#### [DESCRIPTION OF THE TASK]
Reproduce exactly the lines beginning with the line that contains "Radiology assistant, locate the tiled" and ending at the final line of the material below.

#### [MATERIALS PROVIDED]
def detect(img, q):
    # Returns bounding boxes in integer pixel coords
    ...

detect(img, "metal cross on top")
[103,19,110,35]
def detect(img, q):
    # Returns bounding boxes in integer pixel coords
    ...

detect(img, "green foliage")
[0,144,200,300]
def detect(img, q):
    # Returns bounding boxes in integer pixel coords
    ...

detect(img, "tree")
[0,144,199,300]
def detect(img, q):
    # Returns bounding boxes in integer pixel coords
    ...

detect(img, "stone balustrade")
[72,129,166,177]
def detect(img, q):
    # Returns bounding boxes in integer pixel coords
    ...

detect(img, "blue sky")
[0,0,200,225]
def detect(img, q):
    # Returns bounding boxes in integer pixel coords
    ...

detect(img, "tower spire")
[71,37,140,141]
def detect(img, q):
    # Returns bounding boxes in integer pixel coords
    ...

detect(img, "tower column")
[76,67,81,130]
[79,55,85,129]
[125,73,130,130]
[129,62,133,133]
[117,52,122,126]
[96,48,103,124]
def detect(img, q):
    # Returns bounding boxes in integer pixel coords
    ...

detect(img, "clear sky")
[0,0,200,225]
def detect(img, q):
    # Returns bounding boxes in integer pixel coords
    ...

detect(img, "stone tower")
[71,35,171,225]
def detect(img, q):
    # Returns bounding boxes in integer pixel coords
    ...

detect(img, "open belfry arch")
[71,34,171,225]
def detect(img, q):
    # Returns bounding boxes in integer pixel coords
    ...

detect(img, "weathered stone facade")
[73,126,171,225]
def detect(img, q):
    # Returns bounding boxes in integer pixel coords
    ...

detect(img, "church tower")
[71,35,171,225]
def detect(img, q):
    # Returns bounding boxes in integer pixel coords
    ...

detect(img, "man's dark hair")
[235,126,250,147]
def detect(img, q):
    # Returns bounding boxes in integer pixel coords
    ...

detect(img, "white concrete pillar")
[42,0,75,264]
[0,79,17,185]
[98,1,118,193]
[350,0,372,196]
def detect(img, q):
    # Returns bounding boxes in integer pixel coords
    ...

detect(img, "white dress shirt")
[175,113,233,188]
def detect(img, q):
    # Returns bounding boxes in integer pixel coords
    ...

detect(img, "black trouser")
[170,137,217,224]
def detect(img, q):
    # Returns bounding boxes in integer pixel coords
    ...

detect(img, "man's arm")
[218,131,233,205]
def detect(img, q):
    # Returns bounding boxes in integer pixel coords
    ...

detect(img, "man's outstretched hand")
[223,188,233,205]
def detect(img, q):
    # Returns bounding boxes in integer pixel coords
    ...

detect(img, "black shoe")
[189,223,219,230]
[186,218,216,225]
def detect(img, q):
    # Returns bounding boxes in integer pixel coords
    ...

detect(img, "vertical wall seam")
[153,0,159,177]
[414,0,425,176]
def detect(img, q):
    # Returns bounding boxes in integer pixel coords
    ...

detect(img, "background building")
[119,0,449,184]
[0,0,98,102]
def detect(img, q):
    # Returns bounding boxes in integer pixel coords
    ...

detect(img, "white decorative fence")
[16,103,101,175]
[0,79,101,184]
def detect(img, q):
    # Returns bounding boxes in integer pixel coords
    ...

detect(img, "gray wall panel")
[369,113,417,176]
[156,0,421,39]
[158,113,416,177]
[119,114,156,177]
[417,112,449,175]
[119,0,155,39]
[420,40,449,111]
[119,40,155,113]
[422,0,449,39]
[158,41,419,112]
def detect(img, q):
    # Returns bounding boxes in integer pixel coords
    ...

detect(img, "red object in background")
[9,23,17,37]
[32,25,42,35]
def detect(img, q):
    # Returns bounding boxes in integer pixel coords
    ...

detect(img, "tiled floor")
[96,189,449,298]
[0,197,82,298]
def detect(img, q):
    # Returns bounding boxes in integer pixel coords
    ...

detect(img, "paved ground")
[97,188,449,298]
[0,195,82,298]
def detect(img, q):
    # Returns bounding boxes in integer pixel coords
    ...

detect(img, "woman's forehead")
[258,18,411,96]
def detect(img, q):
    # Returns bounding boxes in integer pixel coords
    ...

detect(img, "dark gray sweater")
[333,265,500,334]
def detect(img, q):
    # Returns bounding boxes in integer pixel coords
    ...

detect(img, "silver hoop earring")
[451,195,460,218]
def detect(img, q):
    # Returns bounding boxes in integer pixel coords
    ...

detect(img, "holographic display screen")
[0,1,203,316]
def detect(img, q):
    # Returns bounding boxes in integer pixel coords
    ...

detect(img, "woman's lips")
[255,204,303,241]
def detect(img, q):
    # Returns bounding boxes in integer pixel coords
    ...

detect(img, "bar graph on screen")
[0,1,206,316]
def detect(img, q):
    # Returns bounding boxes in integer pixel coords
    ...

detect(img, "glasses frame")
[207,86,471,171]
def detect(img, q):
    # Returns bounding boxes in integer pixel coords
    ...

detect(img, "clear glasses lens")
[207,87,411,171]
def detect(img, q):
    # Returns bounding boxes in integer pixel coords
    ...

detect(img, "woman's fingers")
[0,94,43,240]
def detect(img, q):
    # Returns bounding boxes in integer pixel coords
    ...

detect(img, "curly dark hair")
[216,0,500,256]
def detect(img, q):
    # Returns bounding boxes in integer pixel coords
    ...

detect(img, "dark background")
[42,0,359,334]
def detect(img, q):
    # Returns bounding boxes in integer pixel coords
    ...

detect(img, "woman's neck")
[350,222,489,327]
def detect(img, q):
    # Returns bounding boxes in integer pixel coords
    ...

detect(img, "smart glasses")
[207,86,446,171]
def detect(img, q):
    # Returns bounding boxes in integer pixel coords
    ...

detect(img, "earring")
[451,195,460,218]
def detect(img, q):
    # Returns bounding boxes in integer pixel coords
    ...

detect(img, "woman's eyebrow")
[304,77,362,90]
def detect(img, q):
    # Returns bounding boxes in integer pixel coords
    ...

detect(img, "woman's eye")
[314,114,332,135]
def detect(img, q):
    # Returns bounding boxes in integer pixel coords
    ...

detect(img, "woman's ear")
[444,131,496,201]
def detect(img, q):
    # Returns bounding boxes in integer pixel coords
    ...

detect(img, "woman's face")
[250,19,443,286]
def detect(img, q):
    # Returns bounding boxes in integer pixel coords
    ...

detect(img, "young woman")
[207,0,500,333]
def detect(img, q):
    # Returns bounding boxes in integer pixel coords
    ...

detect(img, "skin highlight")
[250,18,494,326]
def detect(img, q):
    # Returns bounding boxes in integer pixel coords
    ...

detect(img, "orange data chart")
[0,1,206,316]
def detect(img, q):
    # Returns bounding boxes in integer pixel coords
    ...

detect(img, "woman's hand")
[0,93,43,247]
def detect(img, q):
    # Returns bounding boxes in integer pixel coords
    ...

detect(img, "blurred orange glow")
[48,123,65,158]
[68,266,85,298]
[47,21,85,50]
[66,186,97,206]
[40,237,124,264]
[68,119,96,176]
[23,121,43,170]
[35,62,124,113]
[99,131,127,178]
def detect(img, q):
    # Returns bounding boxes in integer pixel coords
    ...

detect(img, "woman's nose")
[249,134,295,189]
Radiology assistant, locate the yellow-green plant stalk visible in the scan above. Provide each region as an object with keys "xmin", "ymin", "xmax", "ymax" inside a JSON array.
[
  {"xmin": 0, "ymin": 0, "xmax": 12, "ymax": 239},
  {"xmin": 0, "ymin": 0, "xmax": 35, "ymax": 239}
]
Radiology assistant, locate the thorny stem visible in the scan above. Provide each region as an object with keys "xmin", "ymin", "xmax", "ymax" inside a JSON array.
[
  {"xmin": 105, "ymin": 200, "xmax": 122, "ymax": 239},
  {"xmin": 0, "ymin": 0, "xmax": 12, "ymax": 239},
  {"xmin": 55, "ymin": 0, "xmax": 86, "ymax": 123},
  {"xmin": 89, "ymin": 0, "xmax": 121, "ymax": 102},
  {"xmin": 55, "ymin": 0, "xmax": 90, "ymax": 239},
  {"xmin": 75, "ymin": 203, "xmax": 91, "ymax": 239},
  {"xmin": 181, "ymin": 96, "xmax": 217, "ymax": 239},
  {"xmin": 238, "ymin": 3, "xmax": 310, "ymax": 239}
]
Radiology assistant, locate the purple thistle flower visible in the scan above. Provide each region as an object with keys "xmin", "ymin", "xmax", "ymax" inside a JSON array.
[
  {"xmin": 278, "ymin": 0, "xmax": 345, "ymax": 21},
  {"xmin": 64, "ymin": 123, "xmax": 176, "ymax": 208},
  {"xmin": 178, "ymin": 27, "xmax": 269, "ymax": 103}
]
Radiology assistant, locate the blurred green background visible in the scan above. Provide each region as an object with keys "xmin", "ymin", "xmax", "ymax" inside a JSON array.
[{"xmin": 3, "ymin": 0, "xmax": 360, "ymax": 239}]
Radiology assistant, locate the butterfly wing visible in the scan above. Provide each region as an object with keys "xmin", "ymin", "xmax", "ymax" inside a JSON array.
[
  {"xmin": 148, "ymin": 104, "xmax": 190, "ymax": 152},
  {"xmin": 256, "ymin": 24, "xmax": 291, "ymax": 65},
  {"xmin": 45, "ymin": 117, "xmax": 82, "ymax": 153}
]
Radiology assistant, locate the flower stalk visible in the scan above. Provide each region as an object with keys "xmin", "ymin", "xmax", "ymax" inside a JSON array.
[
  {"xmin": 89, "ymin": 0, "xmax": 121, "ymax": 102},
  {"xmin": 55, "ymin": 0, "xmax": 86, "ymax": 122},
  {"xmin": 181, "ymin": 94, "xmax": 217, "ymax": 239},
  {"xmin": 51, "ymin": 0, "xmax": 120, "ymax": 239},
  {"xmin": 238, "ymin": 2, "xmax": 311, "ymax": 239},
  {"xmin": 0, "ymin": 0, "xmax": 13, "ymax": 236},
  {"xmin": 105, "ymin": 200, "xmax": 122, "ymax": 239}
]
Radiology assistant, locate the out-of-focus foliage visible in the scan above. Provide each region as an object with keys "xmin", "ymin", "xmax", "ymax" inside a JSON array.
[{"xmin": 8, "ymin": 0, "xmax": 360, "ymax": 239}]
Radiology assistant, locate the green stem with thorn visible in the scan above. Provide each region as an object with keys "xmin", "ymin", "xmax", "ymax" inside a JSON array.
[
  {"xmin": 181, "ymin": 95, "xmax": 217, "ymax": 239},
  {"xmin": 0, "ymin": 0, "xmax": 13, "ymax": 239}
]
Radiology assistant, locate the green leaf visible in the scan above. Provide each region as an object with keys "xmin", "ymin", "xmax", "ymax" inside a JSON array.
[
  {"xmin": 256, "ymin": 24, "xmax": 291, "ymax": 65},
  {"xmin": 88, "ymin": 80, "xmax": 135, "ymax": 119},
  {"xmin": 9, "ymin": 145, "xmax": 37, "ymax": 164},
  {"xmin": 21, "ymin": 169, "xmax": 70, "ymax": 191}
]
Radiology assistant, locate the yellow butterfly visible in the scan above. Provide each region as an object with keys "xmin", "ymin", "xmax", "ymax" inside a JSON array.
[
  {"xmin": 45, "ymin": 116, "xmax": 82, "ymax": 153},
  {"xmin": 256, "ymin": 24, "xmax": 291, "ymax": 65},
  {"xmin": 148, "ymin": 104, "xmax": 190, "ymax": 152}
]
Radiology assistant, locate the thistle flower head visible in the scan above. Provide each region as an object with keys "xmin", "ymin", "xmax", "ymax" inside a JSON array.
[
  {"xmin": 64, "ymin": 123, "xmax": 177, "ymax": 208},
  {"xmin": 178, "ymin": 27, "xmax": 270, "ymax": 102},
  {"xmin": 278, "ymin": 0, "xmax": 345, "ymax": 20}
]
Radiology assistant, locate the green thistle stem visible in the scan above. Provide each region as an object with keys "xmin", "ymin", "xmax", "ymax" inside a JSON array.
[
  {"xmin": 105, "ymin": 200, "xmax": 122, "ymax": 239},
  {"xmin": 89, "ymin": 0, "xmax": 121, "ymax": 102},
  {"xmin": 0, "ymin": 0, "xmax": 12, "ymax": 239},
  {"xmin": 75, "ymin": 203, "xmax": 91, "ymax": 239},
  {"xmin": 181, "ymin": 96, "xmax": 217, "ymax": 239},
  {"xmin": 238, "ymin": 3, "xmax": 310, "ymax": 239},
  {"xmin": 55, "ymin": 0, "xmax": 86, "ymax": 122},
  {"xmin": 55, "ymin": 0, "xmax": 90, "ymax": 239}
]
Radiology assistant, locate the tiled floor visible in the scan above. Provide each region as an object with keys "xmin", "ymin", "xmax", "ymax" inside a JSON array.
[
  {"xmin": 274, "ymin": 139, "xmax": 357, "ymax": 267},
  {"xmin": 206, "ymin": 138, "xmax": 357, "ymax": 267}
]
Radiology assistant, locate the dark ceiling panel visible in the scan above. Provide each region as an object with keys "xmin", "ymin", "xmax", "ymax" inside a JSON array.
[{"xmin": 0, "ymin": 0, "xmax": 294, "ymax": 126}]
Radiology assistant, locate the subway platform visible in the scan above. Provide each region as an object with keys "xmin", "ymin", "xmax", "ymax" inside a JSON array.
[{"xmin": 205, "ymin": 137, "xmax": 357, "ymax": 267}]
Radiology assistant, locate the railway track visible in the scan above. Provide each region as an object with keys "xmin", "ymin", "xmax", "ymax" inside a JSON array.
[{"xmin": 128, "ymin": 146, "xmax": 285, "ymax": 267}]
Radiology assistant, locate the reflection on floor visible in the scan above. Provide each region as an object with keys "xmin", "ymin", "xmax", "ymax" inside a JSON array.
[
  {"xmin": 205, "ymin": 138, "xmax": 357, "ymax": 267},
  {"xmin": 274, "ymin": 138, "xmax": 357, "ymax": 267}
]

#### [SOLUTION FOR THIS PROBLEM]
Radiology assistant, locate the tiled floor visible in the scan above. Provide each region as an object with keys "xmin", "ymin", "xmax", "ymax" inside a JSON array.
[
  {"xmin": 274, "ymin": 139, "xmax": 357, "ymax": 267},
  {"xmin": 206, "ymin": 138, "xmax": 357, "ymax": 267}
]
Radiology assistant, locate the dark ceiling panel visible in the scan above. Provide each region as an object with keys "xmin", "ymin", "xmax", "ymax" inside a JSON array.
[{"xmin": 0, "ymin": 0, "xmax": 294, "ymax": 126}]
Radiology assistant, locate the subway platform visible in the scan above. Provide each region as an object with keys "xmin", "ymin", "xmax", "ymax" inside a JSON array.
[{"xmin": 205, "ymin": 137, "xmax": 357, "ymax": 267}]
Radiology assistant, locate the railway track visible in the scan above. Provide each region as an object with keys "xmin", "ymin", "xmax", "ymax" inside a JSON array.
[{"xmin": 128, "ymin": 146, "xmax": 285, "ymax": 267}]
Radiology assistant, locate the reflection on floor visible in the scan above. Provide each region as an object with keys "xmin", "ymin", "xmax", "ymax" inside a JSON array.
[
  {"xmin": 205, "ymin": 138, "xmax": 357, "ymax": 267},
  {"xmin": 274, "ymin": 138, "xmax": 357, "ymax": 267}
]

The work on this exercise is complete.